_DATASET EXCERPTS_
_____
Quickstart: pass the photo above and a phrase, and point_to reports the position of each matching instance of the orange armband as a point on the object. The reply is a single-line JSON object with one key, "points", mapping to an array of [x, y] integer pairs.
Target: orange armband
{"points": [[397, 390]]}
_____
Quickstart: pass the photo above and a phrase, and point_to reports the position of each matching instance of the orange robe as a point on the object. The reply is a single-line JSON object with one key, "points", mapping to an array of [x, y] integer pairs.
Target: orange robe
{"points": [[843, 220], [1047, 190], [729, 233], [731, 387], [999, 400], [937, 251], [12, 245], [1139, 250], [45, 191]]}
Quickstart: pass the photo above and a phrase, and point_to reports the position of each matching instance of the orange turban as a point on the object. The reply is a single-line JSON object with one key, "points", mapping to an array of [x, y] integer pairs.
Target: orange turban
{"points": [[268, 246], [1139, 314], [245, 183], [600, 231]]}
_____
_YOUR ASSIGNMENT_
Search the records for the word "above" and copy every line where it occurs.

_PROBLEM SOLUTION_
Quickstart: pass the photo above and a phrase, and point_to reports the position of each matching instance of the orange armband as a point on the object. The reply is a single-line JSON object with one key, "points", mapping to an array of [x, y] integer pairs.
Quickstart: pass the photo above and a phrase, and point_to reports the position of each matching instance of the orange robe as a point on the object. The reply is a single-line JSON object with one key, "points", mapping to an array of [x, y] integer pairs.
Quickstart: pass the photo above and a phrase, and point_to reports the position of each matching instance of the orange turban as a point on the object. The reply is a single-line JSON object with one key, "points", mapping to an array of [x, y] integer pairs.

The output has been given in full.